- **指示**: 以下の行から「carrot」という語を含む行を一つ残らず書き出して報告してください。大文字と小文字は区別する。

- **与えられた情報**:
══════════════════════════════

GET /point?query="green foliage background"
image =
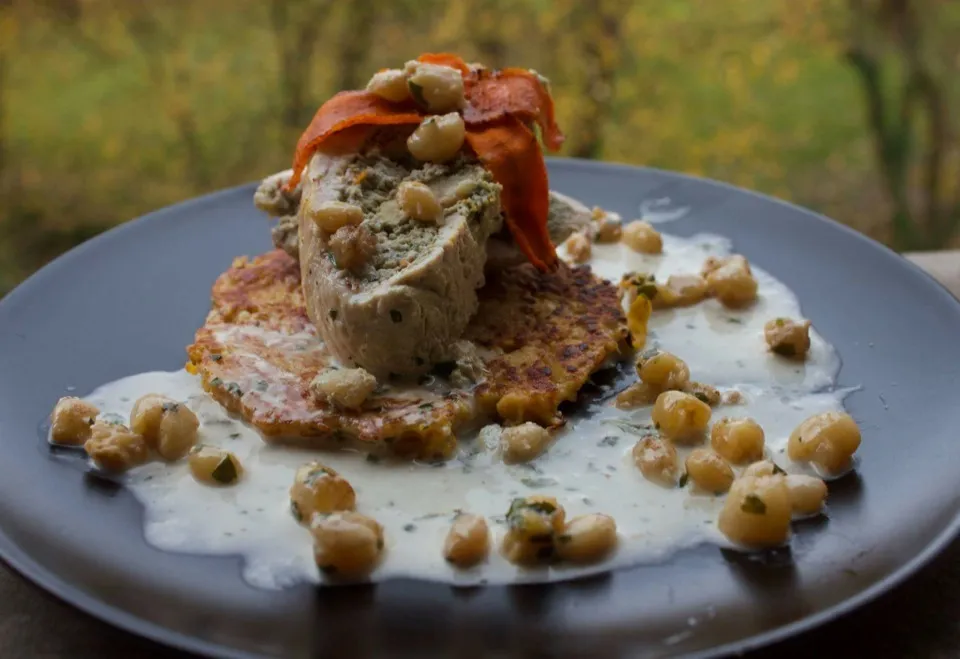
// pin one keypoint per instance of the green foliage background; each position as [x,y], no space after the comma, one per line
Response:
[111,108]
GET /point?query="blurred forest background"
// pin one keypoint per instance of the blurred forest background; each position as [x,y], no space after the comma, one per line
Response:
[112,108]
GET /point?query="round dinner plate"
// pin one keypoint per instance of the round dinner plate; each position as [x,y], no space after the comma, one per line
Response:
[129,301]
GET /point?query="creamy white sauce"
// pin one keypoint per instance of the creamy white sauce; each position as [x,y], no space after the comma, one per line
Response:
[588,468]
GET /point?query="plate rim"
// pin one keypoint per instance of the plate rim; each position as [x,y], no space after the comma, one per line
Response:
[51,584]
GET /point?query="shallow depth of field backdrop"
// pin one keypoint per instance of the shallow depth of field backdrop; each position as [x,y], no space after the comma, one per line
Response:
[111,108]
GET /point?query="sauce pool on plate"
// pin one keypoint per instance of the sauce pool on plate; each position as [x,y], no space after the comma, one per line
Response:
[588,466]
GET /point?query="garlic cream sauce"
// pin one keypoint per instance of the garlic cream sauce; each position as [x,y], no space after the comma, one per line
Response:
[588,467]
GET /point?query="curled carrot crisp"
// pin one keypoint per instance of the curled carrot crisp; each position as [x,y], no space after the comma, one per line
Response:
[499,105]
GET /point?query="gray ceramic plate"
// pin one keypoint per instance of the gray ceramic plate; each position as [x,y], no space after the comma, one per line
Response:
[130,300]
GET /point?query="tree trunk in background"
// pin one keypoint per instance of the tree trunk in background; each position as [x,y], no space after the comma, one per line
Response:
[487,32]
[296,25]
[599,25]
[6,30]
[879,30]
[356,32]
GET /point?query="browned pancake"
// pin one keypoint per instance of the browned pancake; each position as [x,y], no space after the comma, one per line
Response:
[545,333]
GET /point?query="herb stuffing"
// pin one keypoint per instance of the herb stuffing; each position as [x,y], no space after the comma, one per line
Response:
[753,505]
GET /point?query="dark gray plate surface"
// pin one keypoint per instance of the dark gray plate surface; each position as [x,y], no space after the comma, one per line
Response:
[129,301]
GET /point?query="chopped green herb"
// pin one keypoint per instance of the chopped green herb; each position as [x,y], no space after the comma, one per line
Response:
[753,505]
[417,92]
[225,472]
[517,506]
[642,429]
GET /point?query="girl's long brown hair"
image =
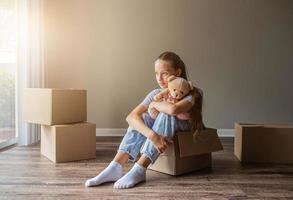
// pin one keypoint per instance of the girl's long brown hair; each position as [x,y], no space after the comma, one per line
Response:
[196,120]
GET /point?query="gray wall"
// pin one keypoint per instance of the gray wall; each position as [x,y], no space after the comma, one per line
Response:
[238,51]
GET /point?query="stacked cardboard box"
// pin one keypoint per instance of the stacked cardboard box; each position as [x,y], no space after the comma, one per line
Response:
[188,152]
[62,113]
[263,143]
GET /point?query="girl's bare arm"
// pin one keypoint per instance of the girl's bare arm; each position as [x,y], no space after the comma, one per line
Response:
[135,120]
[172,109]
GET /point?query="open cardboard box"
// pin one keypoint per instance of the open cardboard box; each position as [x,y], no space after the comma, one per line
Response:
[68,142]
[264,143]
[188,153]
[51,106]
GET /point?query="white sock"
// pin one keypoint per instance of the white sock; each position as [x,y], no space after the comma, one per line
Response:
[134,176]
[111,173]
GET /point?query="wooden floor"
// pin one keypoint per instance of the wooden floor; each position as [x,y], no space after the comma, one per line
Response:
[25,174]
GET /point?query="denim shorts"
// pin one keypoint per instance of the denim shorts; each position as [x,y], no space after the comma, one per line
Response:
[164,124]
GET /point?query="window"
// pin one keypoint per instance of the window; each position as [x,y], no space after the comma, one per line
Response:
[8,62]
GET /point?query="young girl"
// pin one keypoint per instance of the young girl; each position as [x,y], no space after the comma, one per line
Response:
[155,134]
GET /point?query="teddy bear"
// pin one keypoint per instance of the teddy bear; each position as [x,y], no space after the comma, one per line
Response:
[177,89]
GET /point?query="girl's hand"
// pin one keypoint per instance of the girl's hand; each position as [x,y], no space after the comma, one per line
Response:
[161,142]
[152,104]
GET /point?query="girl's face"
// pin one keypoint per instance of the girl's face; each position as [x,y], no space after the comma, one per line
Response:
[163,70]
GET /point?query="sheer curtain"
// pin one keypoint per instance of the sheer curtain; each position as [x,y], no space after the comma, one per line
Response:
[30,66]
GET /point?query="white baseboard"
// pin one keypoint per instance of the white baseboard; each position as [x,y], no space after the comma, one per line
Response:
[122,131]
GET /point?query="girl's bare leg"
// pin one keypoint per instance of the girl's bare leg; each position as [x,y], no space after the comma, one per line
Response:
[144,161]
[112,172]
[136,175]
[121,157]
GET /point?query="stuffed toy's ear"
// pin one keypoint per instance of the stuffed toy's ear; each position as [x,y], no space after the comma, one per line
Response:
[171,78]
[190,85]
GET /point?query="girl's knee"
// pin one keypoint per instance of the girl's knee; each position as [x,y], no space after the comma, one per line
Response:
[147,119]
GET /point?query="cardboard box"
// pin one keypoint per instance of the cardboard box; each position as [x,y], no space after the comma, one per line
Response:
[70,142]
[188,153]
[263,143]
[54,106]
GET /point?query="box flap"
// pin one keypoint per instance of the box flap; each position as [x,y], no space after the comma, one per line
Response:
[205,141]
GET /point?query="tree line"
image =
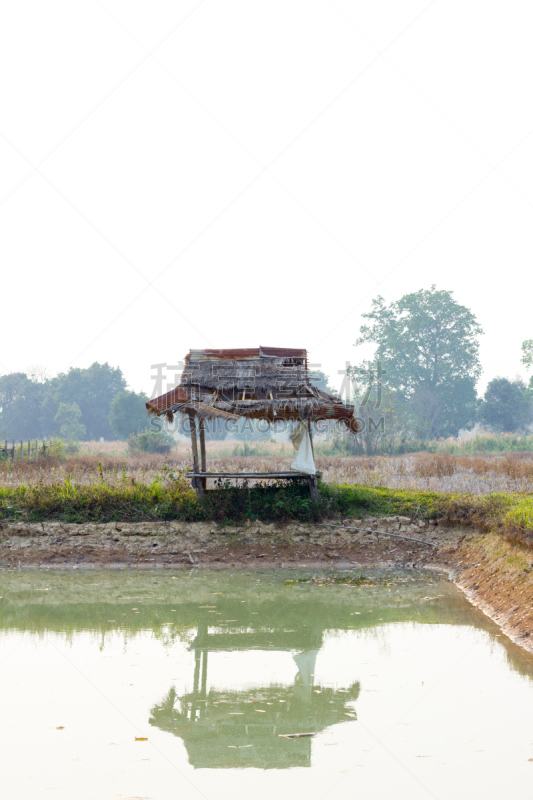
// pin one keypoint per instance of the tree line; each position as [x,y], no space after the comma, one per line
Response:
[425,370]
[420,383]
[88,404]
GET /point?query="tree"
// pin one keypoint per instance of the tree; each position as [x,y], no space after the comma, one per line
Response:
[68,418]
[506,406]
[24,412]
[527,353]
[427,352]
[93,389]
[127,414]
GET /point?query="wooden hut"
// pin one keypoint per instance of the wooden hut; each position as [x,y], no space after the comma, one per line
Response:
[265,383]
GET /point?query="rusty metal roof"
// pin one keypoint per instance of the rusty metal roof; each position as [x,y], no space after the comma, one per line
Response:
[165,401]
[246,353]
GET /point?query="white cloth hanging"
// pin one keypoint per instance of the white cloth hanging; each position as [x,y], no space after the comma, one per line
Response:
[301,441]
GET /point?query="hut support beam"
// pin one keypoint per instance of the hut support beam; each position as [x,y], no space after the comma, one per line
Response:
[203,458]
[313,485]
[197,482]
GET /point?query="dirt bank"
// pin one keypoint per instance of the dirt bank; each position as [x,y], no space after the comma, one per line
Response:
[495,575]
[206,544]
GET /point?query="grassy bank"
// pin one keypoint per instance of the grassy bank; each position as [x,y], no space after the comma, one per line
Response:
[510,515]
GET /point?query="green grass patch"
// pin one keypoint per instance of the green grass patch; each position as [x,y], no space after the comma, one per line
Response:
[508,514]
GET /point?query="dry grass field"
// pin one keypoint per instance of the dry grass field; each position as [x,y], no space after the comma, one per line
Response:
[442,472]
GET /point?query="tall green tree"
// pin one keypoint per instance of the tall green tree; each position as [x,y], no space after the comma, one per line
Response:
[506,406]
[127,414]
[93,389]
[24,412]
[427,347]
[68,418]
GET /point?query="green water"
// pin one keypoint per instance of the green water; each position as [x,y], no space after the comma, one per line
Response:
[409,691]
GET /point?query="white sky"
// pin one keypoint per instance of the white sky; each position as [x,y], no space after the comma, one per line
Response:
[196,173]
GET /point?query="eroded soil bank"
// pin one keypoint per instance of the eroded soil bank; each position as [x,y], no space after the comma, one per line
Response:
[495,575]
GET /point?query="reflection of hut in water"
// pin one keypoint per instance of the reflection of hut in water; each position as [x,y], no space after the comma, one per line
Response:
[242,728]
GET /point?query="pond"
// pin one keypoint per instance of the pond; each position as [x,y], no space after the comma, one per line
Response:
[136,684]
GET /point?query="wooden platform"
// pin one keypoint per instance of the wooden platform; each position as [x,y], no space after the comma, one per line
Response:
[199,479]
[257,475]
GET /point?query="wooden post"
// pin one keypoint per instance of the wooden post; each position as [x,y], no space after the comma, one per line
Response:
[203,459]
[194,443]
[313,488]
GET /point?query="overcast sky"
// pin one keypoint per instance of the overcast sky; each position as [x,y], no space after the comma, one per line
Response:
[192,174]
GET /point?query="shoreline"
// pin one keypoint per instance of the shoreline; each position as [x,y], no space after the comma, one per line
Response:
[495,575]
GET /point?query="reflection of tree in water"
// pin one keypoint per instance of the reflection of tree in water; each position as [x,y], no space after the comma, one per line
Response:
[224,729]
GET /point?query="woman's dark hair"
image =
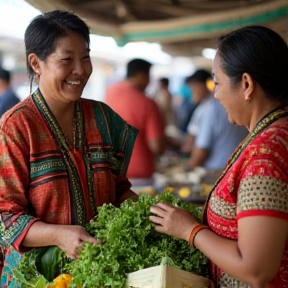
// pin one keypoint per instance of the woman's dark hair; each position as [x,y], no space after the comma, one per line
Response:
[260,52]
[45,29]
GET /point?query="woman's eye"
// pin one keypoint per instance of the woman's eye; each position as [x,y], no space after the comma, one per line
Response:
[86,57]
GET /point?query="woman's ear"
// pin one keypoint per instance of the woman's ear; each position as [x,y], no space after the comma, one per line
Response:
[34,63]
[247,85]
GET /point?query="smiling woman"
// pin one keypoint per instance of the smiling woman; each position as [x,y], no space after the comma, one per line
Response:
[61,156]
[247,210]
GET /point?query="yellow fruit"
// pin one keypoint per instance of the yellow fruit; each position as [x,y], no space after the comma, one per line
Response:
[50,285]
[184,192]
[62,281]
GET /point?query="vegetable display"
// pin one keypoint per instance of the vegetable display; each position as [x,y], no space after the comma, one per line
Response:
[131,243]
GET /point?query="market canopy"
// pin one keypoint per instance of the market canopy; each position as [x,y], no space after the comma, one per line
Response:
[183,27]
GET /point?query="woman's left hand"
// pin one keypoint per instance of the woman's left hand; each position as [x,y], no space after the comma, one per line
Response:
[172,221]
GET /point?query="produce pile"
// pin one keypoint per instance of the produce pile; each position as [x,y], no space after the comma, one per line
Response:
[131,243]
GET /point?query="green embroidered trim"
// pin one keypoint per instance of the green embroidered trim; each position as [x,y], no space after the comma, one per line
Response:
[43,167]
[76,187]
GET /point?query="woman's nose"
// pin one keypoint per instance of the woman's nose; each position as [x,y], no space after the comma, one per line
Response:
[78,68]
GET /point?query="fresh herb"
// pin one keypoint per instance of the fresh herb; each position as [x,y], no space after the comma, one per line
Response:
[131,244]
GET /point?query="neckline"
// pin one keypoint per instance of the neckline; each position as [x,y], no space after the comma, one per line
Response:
[263,123]
[55,126]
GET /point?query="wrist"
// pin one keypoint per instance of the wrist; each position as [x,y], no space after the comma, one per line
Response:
[197,228]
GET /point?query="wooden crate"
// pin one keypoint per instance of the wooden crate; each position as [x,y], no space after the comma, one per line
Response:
[164,276]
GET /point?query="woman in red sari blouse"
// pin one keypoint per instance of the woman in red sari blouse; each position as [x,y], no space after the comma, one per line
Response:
[60,156]
[245,227]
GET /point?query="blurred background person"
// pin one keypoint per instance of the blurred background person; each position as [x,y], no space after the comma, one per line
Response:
[163,99]
[128,99]
[8,97]
[211,139]
[184,106]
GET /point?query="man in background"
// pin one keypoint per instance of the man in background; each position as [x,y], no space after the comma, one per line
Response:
[127,98]
[211,138]
[7,96]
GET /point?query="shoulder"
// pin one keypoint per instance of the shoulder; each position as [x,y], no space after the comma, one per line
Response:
[23,112]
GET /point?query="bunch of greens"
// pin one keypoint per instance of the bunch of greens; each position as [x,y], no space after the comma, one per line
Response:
[131,243]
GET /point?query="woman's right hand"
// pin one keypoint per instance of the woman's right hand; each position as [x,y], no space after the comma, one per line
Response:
[71,239]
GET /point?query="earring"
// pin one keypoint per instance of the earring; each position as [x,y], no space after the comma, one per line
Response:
[37,78]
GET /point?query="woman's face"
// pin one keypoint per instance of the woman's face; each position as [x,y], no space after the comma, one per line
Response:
[230,97]
[65,72]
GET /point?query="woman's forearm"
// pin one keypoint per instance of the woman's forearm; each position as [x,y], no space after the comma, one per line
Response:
[42,234]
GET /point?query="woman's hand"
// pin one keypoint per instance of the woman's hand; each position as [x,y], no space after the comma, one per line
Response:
[172,221]
[71,239]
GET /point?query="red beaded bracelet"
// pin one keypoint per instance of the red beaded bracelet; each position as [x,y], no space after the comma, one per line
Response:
[194,232]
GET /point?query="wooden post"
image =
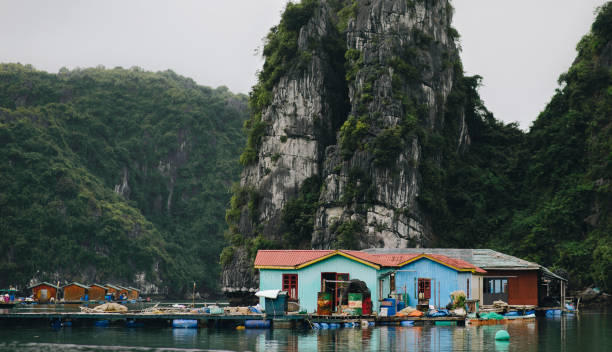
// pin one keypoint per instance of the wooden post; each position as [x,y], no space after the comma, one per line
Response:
[562,295]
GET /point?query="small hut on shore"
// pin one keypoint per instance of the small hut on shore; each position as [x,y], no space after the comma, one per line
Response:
[43,292]
[75,292]
[112,290]
[97,292]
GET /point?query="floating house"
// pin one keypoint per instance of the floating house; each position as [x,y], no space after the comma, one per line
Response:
[133,293]
[97,292]
[43,292]
[112,290]
[430,278]
[75,292]
[509,279]
[123,291]
[304,273]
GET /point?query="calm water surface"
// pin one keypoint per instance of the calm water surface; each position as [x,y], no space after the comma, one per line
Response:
[585,332]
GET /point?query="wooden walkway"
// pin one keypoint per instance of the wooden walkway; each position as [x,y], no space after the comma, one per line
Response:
[207,319]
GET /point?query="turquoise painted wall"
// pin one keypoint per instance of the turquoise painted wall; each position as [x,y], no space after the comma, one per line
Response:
[448,279]
[309,279]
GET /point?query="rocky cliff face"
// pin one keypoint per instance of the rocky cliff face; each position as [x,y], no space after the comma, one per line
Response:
[369,84]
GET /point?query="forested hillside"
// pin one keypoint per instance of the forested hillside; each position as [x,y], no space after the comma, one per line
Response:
[414,157]
[109,174]
[565,214]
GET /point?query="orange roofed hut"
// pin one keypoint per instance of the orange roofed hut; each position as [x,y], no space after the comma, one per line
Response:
[75,291]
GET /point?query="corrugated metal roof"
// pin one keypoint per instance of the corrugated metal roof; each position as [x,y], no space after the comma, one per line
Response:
[43,283]
[295,258]
[487,259]
[77,284]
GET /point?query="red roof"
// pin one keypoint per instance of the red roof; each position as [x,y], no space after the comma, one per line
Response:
[296,258]
[288,258]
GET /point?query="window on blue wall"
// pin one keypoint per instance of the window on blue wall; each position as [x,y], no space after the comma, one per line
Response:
[496,286]
[290,285]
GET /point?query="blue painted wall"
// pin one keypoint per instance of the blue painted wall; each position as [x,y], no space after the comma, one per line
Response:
[309,279]
[448,279]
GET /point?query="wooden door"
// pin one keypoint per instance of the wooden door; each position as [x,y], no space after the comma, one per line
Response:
[495,290]
[424,289]
[341,287]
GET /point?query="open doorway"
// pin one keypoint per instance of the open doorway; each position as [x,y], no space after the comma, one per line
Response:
[335,283]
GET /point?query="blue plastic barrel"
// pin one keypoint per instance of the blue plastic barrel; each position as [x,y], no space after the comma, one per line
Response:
[185,323]
[101,323]
[257,324]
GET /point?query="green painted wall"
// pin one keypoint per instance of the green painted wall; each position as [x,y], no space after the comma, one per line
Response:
[309,279]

══════════════════════════════

- **完全な回答**:
GET /point?query="curled carrot crisp"
// pin one keypoint per instance of the curled carrot crisp; each position as [x,y], no space after the comma, one per line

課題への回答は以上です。